-- TEXT PASSAGE --

-- start --

What is the effect of writing the value of the option when returning the closure?
let value = Some(0);
let closure = if value.is_some() {
|value: i32| false
} else {
|value: i32| true
};
The code above does not produce a compilation error However, the code below has a compilation error What's the reason?
let closure = if let Some(option_value) = value {
|value: i32| option_value == value
} else {
|value: i32| true
};
They're all different types
`if` and `else` have incompatible types
no two closures, even if identical, have the same type
consider boxing your closure and/or using it as a trait object
let closure = if let Some(option_value) = value {
Box::new(move |value: i32| option_value == value)
} else {
Box::new(|value: i32| true)
};
Box is a solution. But I don't know the difference yet
As baseline, every function (anonymous or not) has its own concrete type, different from all others.
However named functions and non-closure anonymous functions can be coerced to "function pointers" fn(args...) -> ret.
That is what happens in your first snippet, if you use "the unit trick":
let _: () = closure;
to know what rustc has decided the concrete type of closure is, it tells you:
found fn pointer `fn(i32) -> bool`
so because both anonymous functions are static (they don't actually close over anything), the compiler converted both into function pointers.

-- end --

-- STATED PROBLEM --
Reproduce the entire Rust closure thread word for word. The listing is separate material, unrelated to the Rust closure thread.

-- DATASET CONTENT --

-- start --

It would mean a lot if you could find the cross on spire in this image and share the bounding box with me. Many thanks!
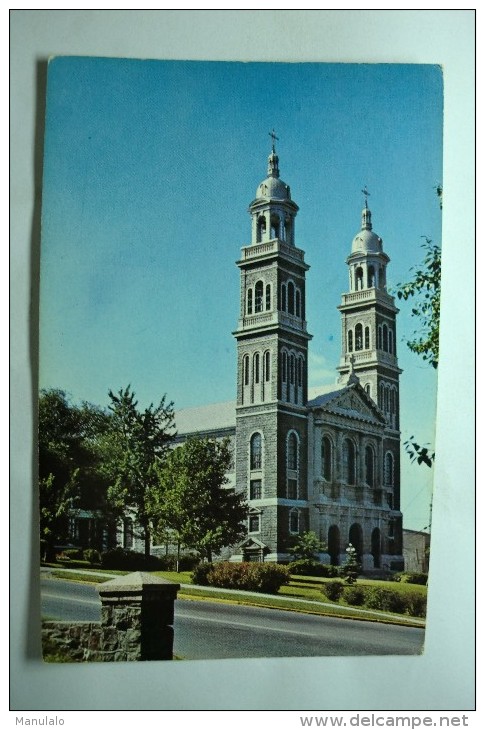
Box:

-- end --

-- THE REPLY --
What is the effect of writing the value of the option when returning the closure?
let value = Some(0);
let closure = if value.is_some() {
|value: i32| false
} else {
|value: i32| true
};
The code above does not produce a compilation error However, the code below has a compilation error What's the reason?
let closure = if let Some(option_value) = value {
|value: i32| option_value == value
} else {
|value: i32| true
};
They're all different types
`if` and `else` have incompatible types
no two closures, even if identical, have the same type
consider boxing your closure and/or using it as a trait object
let closure = if let Some(option_value) = value {
Box::new(move |value: i32| option_value == value)
} else {
Box::new(|value: i32| true)
};
Box is a solution. But I don't know the difference yet
As baseline, every function (anonymous or not) has its own concrete type, different from all others.
However named functions and non-closure anonymous functions can be coerced to "function pointers" fn(args...) -> ret.
That is what happens in your first snippet, if you use "the unit trick":
let _: () = closure;
to know what rustc has decided the concrete type of closure is, it tells you:
found fn pointer `fn(i32) -> bool`
so because both anonymous functions are static (they don't actually close over anything), the compiler converted both into function pointers.